>>>

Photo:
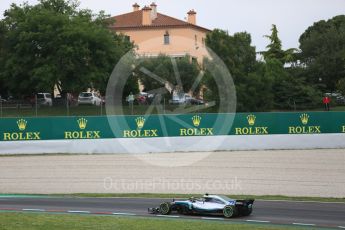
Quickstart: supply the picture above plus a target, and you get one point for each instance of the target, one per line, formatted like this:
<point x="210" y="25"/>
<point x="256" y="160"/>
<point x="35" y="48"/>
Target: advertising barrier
<point x="105" y="127"/>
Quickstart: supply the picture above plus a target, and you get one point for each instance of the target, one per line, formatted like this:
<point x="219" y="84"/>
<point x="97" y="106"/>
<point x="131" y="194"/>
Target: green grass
<point x="98" y="111"/>
<point x="37" y="221"/>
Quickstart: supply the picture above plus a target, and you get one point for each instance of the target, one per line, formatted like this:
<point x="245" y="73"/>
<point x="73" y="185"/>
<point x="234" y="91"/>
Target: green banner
<point x="59" y="128"/>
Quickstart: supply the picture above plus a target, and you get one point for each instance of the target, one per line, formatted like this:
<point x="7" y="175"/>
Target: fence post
<point x="0" y="106"/>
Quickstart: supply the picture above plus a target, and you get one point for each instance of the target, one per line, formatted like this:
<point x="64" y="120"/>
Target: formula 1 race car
<point x="208" y="204"/>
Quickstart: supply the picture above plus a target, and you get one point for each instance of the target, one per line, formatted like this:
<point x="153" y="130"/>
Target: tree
<point x="341" y="86"/>
<point x="54" y="43"/>
<point x="169" y="70"/>
<point x="323" y="52"/>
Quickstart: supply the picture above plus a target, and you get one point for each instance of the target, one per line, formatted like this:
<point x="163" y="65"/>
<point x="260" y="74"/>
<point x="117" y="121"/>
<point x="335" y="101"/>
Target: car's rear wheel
<point x="229" y="211"/>
<point x="165" y="208"/>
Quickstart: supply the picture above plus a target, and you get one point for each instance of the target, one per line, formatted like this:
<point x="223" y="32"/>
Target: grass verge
<point x="39" y="221"/>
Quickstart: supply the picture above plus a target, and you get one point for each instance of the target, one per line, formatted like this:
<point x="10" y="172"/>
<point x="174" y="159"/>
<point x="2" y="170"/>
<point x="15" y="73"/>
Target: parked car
<point x="44" y="99"/>
<point x="86" y="98"/>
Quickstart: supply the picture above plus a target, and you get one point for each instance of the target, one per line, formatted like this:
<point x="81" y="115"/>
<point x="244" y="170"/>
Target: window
<point x="166" y="38"/>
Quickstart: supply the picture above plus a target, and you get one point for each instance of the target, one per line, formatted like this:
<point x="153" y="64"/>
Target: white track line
<point x="78" y="212"/>
<point x="33" y="210"/>
<point x="168" y="216"/>
<point x="259" y="221"/>
<point x="211" y="218"/>
<point x="303" y="224"/>
<point x="124" y="214"/>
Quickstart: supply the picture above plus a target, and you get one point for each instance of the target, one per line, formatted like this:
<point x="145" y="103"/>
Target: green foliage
<point x="169" y="70"/>
<point x="55" y="43"/>
<point x="253" y="87"/>
<point x="323" y="52"/>
<point x="341" y="86"/>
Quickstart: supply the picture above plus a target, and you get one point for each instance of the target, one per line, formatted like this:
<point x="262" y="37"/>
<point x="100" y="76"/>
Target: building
<point x="154" y="33"/>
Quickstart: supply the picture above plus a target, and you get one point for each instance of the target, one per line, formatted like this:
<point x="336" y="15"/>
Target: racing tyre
<point x="247" y="211"/>
<point x="229" y="211"/>
<point x="165" y="208"/>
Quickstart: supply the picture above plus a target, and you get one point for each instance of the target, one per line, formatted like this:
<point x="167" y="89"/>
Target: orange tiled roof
<point x="133" y="20"/>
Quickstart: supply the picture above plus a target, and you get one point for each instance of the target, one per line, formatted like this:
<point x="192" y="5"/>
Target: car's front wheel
<point x="165" y="208"/>
<point x="229" y="211"/>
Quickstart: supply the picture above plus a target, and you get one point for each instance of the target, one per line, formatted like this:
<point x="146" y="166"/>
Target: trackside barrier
<point x="259" y="128"/>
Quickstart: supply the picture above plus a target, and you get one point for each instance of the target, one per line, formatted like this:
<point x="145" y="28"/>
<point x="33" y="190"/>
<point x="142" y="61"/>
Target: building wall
<point x="183" y="41"/>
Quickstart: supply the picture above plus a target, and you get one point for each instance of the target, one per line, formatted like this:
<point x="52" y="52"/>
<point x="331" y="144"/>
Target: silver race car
<point x="208" y="204"/>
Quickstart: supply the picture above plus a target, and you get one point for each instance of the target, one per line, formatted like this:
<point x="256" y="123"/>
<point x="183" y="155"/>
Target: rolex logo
<point x="82" y="122"/>
<point x="22" y="124"/>
<point x="251" y="119"/>
<point x="304" y="118"/>
<point x="196" y="120"/>
<point x="140" y="122"/>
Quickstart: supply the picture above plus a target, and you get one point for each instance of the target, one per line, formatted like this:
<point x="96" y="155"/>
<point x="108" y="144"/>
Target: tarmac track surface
<point x="307" y="214"/>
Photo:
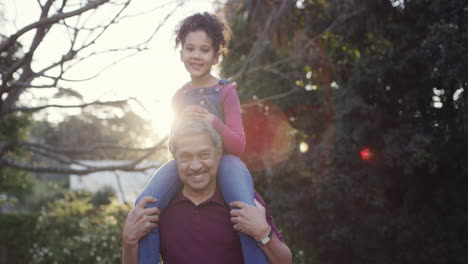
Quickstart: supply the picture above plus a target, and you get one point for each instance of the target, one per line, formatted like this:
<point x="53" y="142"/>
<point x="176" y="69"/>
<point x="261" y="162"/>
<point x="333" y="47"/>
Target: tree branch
<point x="48" y="21"/>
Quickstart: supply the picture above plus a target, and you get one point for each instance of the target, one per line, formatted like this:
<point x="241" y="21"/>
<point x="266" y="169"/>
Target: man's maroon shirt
<point x="202" y="233"/>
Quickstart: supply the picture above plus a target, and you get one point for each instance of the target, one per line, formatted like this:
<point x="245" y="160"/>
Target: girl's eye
<point x="205" y="155"/>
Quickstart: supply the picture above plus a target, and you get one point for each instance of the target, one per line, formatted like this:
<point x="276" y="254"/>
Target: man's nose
<point x="195" y="165"/>
<point x="196" y="54"/>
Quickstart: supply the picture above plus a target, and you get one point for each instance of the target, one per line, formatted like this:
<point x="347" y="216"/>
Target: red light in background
<point x="366" y="154"/>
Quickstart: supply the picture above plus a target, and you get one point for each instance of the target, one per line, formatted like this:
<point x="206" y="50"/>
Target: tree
<point x="376" y="90"/>
<point x="85" y="23"/>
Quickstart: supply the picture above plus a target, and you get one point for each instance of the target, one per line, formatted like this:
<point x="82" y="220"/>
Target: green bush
<point x="16" y="236"/>
<point x="72" y="230"/>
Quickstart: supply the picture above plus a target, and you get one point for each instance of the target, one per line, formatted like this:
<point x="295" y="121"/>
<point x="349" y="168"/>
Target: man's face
<point x="197" y="161"/>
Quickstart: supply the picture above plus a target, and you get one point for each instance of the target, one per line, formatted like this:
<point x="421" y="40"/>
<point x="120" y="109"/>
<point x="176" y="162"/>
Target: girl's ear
<point x="216" y="58"/>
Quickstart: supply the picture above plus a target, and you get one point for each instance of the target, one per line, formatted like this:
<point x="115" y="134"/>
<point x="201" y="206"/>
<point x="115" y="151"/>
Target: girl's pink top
<point x="232" y="131"/>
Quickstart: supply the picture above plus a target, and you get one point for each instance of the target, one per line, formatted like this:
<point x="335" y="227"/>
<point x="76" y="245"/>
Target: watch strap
<point x="267" y="238"/>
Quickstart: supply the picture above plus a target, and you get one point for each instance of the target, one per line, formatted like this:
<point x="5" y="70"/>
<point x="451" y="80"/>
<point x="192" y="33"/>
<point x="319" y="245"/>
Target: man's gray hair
<point x="192" y="126"/>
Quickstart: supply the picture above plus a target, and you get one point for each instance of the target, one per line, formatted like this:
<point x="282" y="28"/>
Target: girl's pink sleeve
<point x="232" y="131"/>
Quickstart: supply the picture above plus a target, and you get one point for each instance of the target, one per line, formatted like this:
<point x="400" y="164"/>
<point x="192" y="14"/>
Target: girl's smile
<point x="198" y="56"/>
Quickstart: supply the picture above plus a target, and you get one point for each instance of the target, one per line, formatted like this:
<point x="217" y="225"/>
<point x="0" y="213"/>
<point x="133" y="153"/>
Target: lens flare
<point x="268" y="135"/>
<point x="366" y="154"/>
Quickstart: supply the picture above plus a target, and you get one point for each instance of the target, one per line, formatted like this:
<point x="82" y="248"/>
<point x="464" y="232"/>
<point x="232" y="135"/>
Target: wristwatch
<point x="266" y="239"/>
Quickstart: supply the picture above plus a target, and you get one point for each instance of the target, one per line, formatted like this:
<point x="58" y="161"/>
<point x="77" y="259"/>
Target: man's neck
<point x="198" y="197"/>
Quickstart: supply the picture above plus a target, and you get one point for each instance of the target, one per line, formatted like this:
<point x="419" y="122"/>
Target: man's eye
<point x="184" y="158"/>
<point x="206" y="155"/>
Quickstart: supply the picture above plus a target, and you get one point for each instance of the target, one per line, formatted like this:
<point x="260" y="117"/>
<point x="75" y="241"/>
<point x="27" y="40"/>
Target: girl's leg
<point x="163" y="186"/>
<point x="235" y="183"/>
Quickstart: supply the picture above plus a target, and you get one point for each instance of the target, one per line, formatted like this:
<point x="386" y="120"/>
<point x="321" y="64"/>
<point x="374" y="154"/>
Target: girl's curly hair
<point x="212" y="25"/>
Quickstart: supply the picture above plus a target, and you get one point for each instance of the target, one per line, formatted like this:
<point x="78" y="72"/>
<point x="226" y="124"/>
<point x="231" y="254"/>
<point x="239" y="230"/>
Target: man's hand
<point x="250" y="220"/>
<point x="197" y="112"/>
<point x="140" y="221"/>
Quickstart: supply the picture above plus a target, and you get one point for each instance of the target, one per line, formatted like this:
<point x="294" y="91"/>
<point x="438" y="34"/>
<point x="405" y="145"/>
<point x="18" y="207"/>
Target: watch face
<point x="265" y="240"/>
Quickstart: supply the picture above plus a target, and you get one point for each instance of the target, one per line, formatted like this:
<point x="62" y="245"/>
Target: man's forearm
<point x="277" y="252"/>
<point x="130" y="253"/>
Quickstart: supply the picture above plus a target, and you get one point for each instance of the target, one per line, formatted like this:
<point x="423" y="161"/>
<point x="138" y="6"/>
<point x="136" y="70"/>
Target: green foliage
<point x="374" y="76"/>
<point x="17" y="238"/>
<point x="72" y="230"/>
<point x="14" y="182"/>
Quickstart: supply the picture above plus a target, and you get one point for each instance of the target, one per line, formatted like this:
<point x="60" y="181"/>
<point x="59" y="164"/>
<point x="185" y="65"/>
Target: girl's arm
<point x="232" y="131"/>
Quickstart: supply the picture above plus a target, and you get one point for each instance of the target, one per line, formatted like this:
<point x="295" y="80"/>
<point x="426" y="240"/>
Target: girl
<point x="202" y="38"/>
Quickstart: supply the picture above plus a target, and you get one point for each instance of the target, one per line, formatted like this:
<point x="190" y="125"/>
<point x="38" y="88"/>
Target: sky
<point x="151" y="76"/>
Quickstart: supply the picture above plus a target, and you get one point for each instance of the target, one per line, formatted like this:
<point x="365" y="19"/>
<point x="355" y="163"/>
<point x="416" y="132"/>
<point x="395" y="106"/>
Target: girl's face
<point x="198" y="54"/>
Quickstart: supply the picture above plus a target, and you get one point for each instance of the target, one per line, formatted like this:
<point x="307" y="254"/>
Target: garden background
<point x="354" y="111"/>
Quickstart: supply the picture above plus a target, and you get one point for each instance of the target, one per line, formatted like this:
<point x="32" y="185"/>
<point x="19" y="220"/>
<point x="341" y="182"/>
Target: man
<point x="198" y="227"/>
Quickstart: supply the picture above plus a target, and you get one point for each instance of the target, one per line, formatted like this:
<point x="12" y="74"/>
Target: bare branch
<point x="49" y="21"/>
<point x="9" y="162"/>
<point x="118" y="103"/>
<point x="90" y="149"/>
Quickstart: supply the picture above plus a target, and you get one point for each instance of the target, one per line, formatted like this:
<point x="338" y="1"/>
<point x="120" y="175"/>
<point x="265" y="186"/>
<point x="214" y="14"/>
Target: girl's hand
<point x="250" y="219"/>
<point x="197" y="112"/>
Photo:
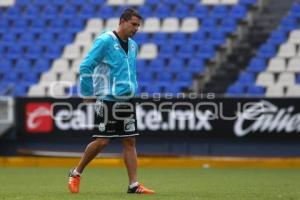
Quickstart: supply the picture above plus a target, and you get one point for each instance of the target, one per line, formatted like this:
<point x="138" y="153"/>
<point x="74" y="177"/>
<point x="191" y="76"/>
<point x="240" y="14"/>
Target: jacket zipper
<point x="128" y="67"/>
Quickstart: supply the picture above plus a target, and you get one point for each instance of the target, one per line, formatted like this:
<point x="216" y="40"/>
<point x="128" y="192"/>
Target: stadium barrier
<point x="209" y="127"/>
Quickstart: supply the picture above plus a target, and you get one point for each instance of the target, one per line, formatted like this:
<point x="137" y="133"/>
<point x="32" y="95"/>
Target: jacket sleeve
<point x="93" y="59"/>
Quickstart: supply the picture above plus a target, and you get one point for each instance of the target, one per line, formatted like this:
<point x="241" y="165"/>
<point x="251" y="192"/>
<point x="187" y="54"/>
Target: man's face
<point x="131" y="26"/>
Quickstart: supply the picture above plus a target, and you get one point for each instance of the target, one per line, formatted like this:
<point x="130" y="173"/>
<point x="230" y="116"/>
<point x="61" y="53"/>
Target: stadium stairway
<point x="264" y="23"/>
<point x="274" y="71"/>
<point x="60" y="42"/>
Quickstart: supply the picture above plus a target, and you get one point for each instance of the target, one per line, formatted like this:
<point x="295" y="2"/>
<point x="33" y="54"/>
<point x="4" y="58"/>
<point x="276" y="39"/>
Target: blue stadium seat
<point x="68" y="12"/>
<point x="52" y="52"/>
<point x="185" y="52"/>
<point x="190" y="2"/>
<point x="209" y="25"/>
<point x="14" y="13"/>
<point x="181" y="11"/>
<point x="50" y="13"/>
<point x="219" y="12"/>
<point x="164" y="77"/>
<point x="41" y="65"/>
<point x="197" y="38"/>
<point x="23" y="65"/>
<point x="145" y="77"/>
<point x="19" y="26"/>
<point x="38" y="26"/>
<point x="30" y="77"/>
<point x="20" y="90"/>
<point x="8" y="39"/>
<point x="176" y="65"/>
<point x="65" y="38"/>
<point x="236" y="90"/>
<point x="289" y="23"/>
<point x="200" y="11"/>
<point x="106" y="12"/>
<point x="4" y="25"/>
<point x="32" y="12"/>
<point x="167" y="51"/>
<point x="206" y="51"/>
<point x="160" y="38"/>
<point x="228" y="25"/>
<point x="248" y="2"/>
<point x="41" y="3"/>
<point x="87" y="11"/>
<point x="11" y="78"/>
<point x="59" y="3"/>
<point x="14" y="52"/>
<point x="185" y="77"/>
<point x="156" y="65"/>
<point x="96" y="2"/>
<point x="26" y="39"/>
<point x="34" y="52"/>
<point x="57" y="26"/>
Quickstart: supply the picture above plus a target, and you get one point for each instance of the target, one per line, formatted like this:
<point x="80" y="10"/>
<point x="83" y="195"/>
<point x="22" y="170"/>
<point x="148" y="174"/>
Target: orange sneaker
<point x="140" y="189"/>
<point x="74" y="182"/>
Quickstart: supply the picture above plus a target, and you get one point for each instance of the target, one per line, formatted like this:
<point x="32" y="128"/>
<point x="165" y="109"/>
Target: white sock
<point x="132" y="185"/>
<point x="76" y="173"/>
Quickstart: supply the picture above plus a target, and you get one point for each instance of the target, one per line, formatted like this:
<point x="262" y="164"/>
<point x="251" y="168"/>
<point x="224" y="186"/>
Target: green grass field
<point x="169" y="183"/>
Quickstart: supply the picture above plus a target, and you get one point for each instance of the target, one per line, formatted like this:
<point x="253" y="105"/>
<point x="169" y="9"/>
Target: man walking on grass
<point x="108" y="72"/>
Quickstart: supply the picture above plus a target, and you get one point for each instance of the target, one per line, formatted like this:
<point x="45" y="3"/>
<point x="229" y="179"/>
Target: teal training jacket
<point x="107" y="72"/>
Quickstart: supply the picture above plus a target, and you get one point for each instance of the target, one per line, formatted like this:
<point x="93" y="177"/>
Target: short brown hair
<point x="128" y="13"/>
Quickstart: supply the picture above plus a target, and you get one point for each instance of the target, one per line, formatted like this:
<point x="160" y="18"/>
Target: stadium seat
<point x="294" y="65"/>
<point x="246" y="78"/>
<point x="181" y="11"/>
<point x="94" y="25"/>
<point x="265" y="79"/>
<point x="159" y="38"/>
<point x="257" y="65"/>
<point x="189" y="25"/>
<point x="287" y="50"/>
<point x="254" y="90"/>
<point x="236" y="90"/>
<point x="151" y="25"/>
<point x="170" y="25"/>
<point x="135" y="2"/>
<point x="148" y="51"/>
<point x="162" y="11"/>
<point x="276" y="65"/>
<point x="267" y="51"/>
<point x="286" y="79"/>
<point x="274" y="91"/>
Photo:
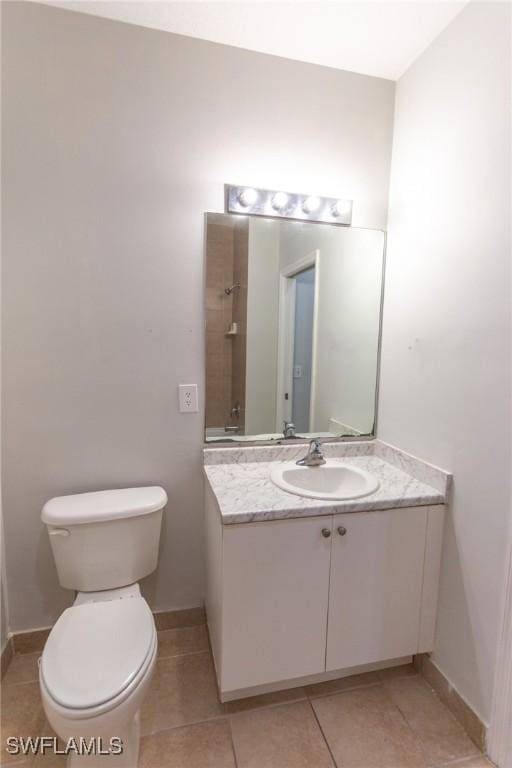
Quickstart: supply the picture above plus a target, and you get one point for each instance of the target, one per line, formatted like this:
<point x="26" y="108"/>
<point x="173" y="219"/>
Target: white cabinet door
<point x="275" y="594"/>
<point x="376" y="586"/>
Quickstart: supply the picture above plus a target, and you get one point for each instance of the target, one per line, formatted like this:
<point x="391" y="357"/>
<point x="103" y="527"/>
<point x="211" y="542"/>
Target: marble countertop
<point x="245" y="493"/>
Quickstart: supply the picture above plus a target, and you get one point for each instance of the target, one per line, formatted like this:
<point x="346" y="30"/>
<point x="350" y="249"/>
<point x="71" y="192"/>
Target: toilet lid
<point x="95" y="651"/>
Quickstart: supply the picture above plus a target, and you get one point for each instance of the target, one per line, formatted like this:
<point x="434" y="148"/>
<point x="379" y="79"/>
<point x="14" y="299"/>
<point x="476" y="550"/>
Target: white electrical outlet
<point x="188" y="398"/>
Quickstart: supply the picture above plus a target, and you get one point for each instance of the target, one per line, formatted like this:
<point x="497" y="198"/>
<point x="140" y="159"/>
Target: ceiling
<point x="377" y="38"/>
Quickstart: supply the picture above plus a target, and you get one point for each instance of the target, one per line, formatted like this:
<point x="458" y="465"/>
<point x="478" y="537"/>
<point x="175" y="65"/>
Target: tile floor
<point x="390" y="719"/>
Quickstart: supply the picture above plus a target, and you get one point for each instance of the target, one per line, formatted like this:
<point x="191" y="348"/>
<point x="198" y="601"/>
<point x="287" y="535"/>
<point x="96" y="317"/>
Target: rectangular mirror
<point x="293" y="316"/>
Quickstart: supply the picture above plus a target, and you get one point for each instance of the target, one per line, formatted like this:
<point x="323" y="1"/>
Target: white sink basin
<point x="332" y="480"/>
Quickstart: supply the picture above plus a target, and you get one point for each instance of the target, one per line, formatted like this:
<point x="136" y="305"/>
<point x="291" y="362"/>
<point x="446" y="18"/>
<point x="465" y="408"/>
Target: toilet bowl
<point x="100" y="656"/>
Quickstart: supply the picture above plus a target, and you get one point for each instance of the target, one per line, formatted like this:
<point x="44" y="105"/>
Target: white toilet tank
<point x="105" y="539"/>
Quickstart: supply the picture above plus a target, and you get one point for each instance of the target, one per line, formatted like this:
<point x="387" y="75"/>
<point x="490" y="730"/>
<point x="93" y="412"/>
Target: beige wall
<point x="116" y="141"/>
<point x="445" y="375"/>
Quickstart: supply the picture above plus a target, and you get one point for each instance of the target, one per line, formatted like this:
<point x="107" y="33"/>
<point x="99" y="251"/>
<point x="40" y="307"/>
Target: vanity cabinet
<point x="295" y="600"/>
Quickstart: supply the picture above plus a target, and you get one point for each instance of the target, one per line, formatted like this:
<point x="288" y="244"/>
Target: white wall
<point x="445" y="377"/>
<point x="116" y="140"/>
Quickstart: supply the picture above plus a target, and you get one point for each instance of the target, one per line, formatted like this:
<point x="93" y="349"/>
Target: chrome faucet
<point x="288" y="429"/>
<point x="314" y="456"/>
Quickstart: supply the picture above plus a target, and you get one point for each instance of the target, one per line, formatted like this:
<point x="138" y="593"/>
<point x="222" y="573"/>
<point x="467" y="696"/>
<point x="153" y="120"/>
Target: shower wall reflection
<point x="226" y="320"/>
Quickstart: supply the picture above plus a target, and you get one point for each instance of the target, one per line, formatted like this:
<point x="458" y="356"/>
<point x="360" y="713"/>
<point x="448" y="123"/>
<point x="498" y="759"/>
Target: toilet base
<point x="128" y="758"/>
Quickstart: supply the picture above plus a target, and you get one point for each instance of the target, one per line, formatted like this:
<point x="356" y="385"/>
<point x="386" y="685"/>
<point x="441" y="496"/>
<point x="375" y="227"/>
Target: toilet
<point x="99" y="658"/>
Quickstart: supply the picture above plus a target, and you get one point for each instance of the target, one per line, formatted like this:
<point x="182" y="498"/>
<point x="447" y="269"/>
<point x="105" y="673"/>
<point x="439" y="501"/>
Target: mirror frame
<point x="229" y="442"/>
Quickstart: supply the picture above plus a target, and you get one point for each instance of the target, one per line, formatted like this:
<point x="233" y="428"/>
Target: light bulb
<point x="247" y="197"/>
<point x="311" y="204"/>
<point x="279" y="201"/>
<point x="341" y="208"/>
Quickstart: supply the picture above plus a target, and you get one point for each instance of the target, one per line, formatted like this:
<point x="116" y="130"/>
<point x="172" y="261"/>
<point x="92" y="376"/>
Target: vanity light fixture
<point x="341" y="208"/>
<point x="280" y="201"/>
<point x="247" y="197"/>
<point x="311" y="204"/>
<point x="288" y="205"/>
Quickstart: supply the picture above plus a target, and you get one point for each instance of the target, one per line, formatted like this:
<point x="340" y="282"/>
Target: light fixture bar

<<<

Task prompt:
Extract each line of the rows above that contains the word "light", and copy those lines in their original order. Case counts, so a line counts only when the letters match in case.

Written solution:
Target: red light in background
Target: light bulb
Target: vanity light fixture
Target: light fixture bar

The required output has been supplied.